## EXTRACTED ENTRIES:
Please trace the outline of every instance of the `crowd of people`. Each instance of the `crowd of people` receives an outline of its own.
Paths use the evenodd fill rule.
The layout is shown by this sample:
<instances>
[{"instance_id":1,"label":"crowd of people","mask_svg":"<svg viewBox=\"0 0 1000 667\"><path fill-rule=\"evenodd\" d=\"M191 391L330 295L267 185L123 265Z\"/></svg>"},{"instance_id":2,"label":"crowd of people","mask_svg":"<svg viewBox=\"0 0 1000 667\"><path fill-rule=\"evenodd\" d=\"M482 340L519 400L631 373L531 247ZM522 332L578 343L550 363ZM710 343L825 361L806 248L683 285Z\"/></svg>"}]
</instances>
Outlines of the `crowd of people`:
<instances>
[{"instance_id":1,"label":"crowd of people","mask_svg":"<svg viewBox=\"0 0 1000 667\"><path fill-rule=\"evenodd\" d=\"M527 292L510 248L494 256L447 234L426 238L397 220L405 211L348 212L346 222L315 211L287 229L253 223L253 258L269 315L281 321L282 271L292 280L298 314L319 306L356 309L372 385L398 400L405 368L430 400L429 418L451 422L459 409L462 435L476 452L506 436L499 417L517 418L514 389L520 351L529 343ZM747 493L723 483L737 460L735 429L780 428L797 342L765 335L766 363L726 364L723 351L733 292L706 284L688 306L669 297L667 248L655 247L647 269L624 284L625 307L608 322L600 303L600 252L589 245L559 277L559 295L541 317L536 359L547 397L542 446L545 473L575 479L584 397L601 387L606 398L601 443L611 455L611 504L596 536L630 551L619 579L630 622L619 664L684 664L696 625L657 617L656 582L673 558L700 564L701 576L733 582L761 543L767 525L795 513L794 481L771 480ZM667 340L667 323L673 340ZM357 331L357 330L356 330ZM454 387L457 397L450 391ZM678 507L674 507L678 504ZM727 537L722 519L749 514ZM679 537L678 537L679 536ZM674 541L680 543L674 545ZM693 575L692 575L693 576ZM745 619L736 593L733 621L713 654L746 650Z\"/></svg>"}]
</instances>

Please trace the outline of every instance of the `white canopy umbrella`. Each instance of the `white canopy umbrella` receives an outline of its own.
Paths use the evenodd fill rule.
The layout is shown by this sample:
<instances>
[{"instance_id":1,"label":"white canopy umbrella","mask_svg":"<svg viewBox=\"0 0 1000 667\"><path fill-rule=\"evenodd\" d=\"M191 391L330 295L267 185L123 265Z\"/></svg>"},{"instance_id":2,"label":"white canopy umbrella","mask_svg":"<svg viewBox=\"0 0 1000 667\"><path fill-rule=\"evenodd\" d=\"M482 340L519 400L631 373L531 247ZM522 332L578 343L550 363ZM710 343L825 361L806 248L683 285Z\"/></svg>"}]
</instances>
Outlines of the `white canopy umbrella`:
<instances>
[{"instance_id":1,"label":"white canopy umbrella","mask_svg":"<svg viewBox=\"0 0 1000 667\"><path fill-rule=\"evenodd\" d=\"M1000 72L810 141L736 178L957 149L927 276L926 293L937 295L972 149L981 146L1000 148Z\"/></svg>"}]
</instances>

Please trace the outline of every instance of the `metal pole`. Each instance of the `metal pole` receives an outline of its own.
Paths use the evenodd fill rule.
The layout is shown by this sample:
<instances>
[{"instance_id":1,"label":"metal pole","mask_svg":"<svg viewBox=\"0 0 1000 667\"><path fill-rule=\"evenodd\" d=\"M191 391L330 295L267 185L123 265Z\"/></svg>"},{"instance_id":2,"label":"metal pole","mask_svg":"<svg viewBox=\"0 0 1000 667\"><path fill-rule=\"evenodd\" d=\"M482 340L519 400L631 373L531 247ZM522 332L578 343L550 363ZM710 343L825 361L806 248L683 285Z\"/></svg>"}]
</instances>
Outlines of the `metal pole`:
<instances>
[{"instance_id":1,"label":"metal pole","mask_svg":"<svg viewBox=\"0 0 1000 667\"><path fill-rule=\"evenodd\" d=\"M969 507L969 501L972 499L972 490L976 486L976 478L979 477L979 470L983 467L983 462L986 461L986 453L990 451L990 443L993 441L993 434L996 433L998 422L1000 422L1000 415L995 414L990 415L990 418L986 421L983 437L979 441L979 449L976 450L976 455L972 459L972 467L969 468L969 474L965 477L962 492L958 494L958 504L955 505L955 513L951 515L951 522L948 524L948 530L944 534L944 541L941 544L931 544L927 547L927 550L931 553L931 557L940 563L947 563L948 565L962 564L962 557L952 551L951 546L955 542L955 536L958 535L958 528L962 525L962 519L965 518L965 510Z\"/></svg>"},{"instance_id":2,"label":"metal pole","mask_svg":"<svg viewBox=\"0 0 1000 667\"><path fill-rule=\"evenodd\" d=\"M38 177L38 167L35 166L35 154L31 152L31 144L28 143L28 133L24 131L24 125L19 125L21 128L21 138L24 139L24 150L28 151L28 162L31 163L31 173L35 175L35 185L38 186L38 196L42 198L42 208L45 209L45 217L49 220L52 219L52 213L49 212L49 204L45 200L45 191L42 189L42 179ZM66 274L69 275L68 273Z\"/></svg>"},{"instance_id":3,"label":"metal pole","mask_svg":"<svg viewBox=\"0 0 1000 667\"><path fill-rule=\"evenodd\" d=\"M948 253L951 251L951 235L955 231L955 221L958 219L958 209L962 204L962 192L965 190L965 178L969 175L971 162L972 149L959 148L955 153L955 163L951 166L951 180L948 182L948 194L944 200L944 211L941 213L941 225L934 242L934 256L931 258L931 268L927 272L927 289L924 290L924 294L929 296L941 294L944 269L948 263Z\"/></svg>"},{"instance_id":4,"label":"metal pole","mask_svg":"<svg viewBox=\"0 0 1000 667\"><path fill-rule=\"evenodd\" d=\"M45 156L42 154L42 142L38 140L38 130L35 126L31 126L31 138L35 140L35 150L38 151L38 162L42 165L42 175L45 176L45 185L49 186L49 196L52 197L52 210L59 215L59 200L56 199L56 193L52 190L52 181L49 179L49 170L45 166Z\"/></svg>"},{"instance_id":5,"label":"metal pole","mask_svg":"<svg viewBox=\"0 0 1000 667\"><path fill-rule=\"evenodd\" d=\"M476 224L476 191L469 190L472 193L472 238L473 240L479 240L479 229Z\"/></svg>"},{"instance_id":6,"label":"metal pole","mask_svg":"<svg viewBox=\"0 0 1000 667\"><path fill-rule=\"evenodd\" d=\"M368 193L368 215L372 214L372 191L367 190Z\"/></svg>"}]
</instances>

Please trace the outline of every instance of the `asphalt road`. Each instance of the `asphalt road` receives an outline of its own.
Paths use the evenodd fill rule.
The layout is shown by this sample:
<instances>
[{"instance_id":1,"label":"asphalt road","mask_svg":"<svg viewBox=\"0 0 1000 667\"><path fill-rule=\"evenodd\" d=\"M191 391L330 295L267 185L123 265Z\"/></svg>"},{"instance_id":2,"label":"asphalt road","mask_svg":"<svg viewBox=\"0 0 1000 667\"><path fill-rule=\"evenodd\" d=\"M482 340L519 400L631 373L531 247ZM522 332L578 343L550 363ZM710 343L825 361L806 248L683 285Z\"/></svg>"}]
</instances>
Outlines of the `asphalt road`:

## TASK GOAL:
Reproduce the material precisely, including every line.

## REPLY TO THE TASK:
Please trace the outline of every instance of the `crowd of people`. Each instance of the `crowd of people` receives an outline of its own.
Paths use the evenodd fill rule.
The layout is shown by this sample:
<instances>
[{"instance_id":1,"label":"crowd of people","mask_svg":"<svg viewBox=\"0 0 1000 667\"><path fill-rule=\"evenodd\" d=\"M191 391L330 295L267 185L123 265Z\"/></svg>"},{"instance_id":2,"label":"crowd of people","mask_svg":"<svg viewBox=\"0 0 1000 667\"><path fill-rule=\"evenodd\" d=\"M482 340L519 400L631 373L531 247ZM522 332L578 343L550 363ZM710 343L825 361L806 248L683 285Z\"/></svg>"}]
</instances>
Outlines of the `crowd of people`:
<instances>
[{"instance_id":1,"label":"crowd of people","mask_svg":"<svg viewBox=\"0 0 1000 667\"><path fill-rule=\"evenodd\" d=\"M527 292L510 248L494 256L447 234L426 238L397 220L405 211L348 212L346 222L315 211L287 229L253 223L253 258L269 315L281 321L282 271L292 280L298 314L319 306L356 309L372 385L398 400L405 368L430 400L429 418L451 422L459 409L462 435L476 452L506 436L499 417L517 418L514 389L520 351L529 343ZM747 493L723 483L737 460L735 429L780 428L797 342L765 335L766 363L726 364L723 351L733 292L706 284L688 306L669 297L667 248L655 247L647 269L624 284L625 307L608 322L600 303L600 252L589 245L559 277L559 295L541 317L536 359L547 397L542 446L545 473L575 479L584 397L601 387L606 398L601 443L611 455L611 504L596 536L630 551L619 579L630 622L619 664L684 664L696 625L657 617L656 582L673 558L700 564L701 576L733 582L761 543L767 525L795 513L794 481L771 480ZM667 340L667 323L673 340ZM357 331L357 330L356 330ZM454 387L457 397L450 391ZM678 507L674 507L678 504ZM727 537L722 519L749 514ZM679 537L678 537L679 536ZM674 541L680 543L674 545ZM693 575L692 575L693 576ZM745 619L736 593L733 621L713 654L746 650Z\"/></svg>"}]
</instances>

Please trace the outline of every instance of the `white canopy umbrella`. Each instance of the `white canopy umbrella` receives an outline of its own.
Paths use the evenodd fill rule.
The layout is shown by this sample:
<instances>
[{"instance_id":1,"label":"white canopy umbrella","mask_svg":"<svg viewBox=\"0 0 1000 667\"><path fill-rule=\"evenodd\" d=\"M191 391L330 295L267 185L123 265Z\"/></svg>"},{"instance_id":2,"label":"white canopy umbrella","mask_svg":"<svg viewBox=\"0 0 1000 667\"><path fill-rule=\"evenodd\" d=\"M482 340L519 400L631 373L531 247ZM522 332L578 343L550 363ZM710 343L825 361L806 248L683 285Z\"/></svg>"}]
</instances>
Outlines of the `white canopy umbrella`:
<instances>
[{"instance_id":1,"label":"white canopy umbrella","mask_svg":"<svg viewBox=\"0 0 1000 667\"><path fill-rule=\"evenodd\" d=\"M1000 72L810 141L736 178L957 149L927 276L926 293L937 295L972 149L981 146L1000 148Z\"/></svg>"}]
</instances>

Please trace the outline of every instance of the `metal pole`. Each instance of the `metal pole` receives an outline of its own.
Paths use the evenodd fill rule.
The layout is shown by this sample:
<instances>
[{"instance_id":1,"label":"metal pole","mask_svg":"<svg viewBox=\"0 0 1000 667\"><path fill-rule=\"evenodd\" d=\"M191 391L330 295L267 185L123 265Z\"/></svg>"},{"instance_id":2,"label":"metal pole","mask_svg":"<svg viewBox=\"0 0 1000 667\"><path fill-rule=\"evenodd\" d=\"M482 340L519 400L631 373L531 247ZM522 332L578 343L550 363ZM710 343L825 361L806 248L683 285Z\"/></svg>"}]
</instances>
Outlines of the `metal pole`:
<instances>
[{"instance_id":1,"label":"metal pole","mask_svg":"<svg viewBox=\"0 0 1000 667\"><path fill-rule=\"evenodd\" d=\"M969 507L969 501L972 499L972 490L976 486L976 478L979 477L979 470L983 467L983 462L986 461L986 453L990 451L990 443L993 441L993 434L996 433L998 422L1000 422L1000 415L995 414L990 415L990 418L986 421L983 437L979 441L979 449L976 450L976 455L972 459L972 467L969 468L969 474L965 477L962 492L958 494L958 504L955 505L955 513L951 515L951 522L948 524L948 530L944 534L944 541L941 544L931 544L927 547L927 550L931 553L931 557L940 563L947 563L948 565L962 564L962 557L952 551L951 546L955 542L955 536L958 535L958 528L962 525L962 519L965 518L965 510Z\"/></svg>"},{"instance_id":2,"label":"metal pole","mask_svg":"<svg viewBox=\"0 0 1000 667\"><path fill-rule=\"evenodd\" d=\"M38 177L38 167L35 166L35 154L31 152L31 144L28 143L28 133L24 131L24 125L19 125L21 128L21 138L24 139L24 150L28 151L28 162L31 163L31 173L35 175L35 185L38 186L38 196L42 198L42 208L45 209L45 217L49 220L52 219L52 213L49 212L49 204L45 200L45 191L42 189L42 179ZM66 274L69 275L68 273Z\"/></svg>"},{"instance_id":3,"label":"metal pole","mask_svg":"<svg viewBox=\"0 0 1000 667\"><path fill-rule=\"evenodd\" d=\"M948 253L951 251L951 235L955 231L955 221L958 219L958 209L962 204L962 192L965 190L965 178L969 175L971 162L972 149L959 148L955 153L955 163L951 166L951 180L948 182L948 194L944 200L944 211L941 213L941 225L934 242L934 256L931 258L931 268L927 272L927 289L924 290L924 294L929 296L941 294L944 269L948 263Z\"/></svg>"},{"instance_id":4,"label":"metal pole","mask_svg":"<svg viewBox=\"0 0 1000 667\"><path fill-rule=\"evenodd\" d=\"M45 156L42 154L42 142L38 140L38 130L35 126L31 126L31 138L35 140L35 150L38 151L38 162L42 165L42 175L45 176L45 185L49 186L49 196L52 197L52 210L59 215L59 200L56 199L56 193L52 190L52 181L49 179L49 170L45 166Z\"/></svg>"},{"instance_id":5,"label":"metal pole","mask_svg":"<svg viewBox=\"0 0 1000 667\"><path fill-rule=\"evenodd\" d=\"M476 224L476 191L469 190L472 193L472 238L473 240L479 240L479 229Z\"/></svg>"},{"instance_id":6,"label":"metal pole","mask_svg":"<svg viewBox=\"0 0 1000 667\"><path fill-rule=\"evenodd\" d=\"M368 193L368 215L372 214L372 191L367 190Z\"/></svg>"}]
</instances>

Please trace the outline of every instance of the `asphalt road`. Each instance of the `asphalt road` receives an outline of its own.
Paths use the evenodd fill rule.
The layout is shown by this sample:
<instances>
[{"instance_id":1,"label":"asphalt road","mask_svg":"<svg viewBox=\"0 0 1000 667\"><path fill-rule=\"evenodd\" d=\"M191 391L330 295L267 185L123 265Z\"/></svg>"},{"instance_id":2,"label":"asphalt road","mask_svg":"<svg viewBox=\"0 0 1000 667\"><path fill-rule=\"evenodd\" d=\"M482 340L519 400L631 373L531 247ZM522 332L578 343L550 363ZM710 343L825 361L806 248L683 285Z\"/></svg>"}]
</instances>
Outlines of the `asphalt road`:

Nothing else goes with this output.